## BEGIN

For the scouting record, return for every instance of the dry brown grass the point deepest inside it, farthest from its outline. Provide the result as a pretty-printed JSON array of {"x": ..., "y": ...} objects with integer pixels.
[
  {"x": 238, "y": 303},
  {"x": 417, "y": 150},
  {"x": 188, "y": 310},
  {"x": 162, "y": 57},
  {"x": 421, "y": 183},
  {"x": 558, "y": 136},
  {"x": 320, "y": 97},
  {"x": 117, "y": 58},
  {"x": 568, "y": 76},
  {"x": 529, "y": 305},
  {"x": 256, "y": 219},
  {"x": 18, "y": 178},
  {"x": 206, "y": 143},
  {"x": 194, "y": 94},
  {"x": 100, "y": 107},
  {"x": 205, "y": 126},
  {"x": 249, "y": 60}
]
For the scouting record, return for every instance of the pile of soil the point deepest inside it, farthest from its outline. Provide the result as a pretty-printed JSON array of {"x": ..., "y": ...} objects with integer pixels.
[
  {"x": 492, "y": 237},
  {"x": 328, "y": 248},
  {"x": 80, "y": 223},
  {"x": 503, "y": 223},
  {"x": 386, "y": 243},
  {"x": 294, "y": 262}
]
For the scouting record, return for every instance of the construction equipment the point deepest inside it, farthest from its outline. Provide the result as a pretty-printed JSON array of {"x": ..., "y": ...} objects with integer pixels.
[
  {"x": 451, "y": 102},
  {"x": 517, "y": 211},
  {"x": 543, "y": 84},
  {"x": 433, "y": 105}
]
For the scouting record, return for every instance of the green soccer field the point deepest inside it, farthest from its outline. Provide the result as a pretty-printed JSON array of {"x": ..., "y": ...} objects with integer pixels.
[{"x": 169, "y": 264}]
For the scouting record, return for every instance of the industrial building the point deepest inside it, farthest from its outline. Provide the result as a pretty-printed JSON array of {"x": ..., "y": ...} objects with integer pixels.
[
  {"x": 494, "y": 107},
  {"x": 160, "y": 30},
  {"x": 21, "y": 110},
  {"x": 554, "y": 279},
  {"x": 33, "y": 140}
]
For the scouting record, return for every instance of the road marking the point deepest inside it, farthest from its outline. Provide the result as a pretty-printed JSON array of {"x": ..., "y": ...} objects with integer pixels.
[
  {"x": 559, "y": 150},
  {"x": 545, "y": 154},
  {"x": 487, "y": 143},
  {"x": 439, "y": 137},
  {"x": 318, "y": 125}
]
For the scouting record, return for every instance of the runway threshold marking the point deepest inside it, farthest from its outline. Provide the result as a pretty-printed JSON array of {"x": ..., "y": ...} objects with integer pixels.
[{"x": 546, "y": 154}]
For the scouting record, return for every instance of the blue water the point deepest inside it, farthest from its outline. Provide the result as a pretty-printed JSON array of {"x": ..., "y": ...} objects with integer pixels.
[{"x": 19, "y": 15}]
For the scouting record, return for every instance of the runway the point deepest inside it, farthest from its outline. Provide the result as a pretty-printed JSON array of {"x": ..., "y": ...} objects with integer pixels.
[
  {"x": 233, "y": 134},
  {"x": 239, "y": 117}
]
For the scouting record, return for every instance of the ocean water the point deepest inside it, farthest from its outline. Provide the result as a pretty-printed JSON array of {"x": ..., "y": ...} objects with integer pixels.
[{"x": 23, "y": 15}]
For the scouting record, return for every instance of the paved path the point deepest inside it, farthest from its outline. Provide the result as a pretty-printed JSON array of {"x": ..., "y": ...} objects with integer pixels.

## END

Copy out exactly the lines running from the one that contains "For the scouting record, return for every instance of the ocean" through the last line above, inclusive.

- [Reply to the task]:
For the scouting record, return for every instance of the ocean water the point deepest inside it, farthest from its outline. Provide the result as a pretty-printed JSON array of {"x": ..., "y": ...} objects with integer pixels.
[{"x": 23, "y": 15}]
For the scouting record, return for every instance of the paved path the point deepest inside it, farthest from its outline. Provide the result as a pretty-printed JSON array of {"x": ..., "y": ...} objects with integer pixels.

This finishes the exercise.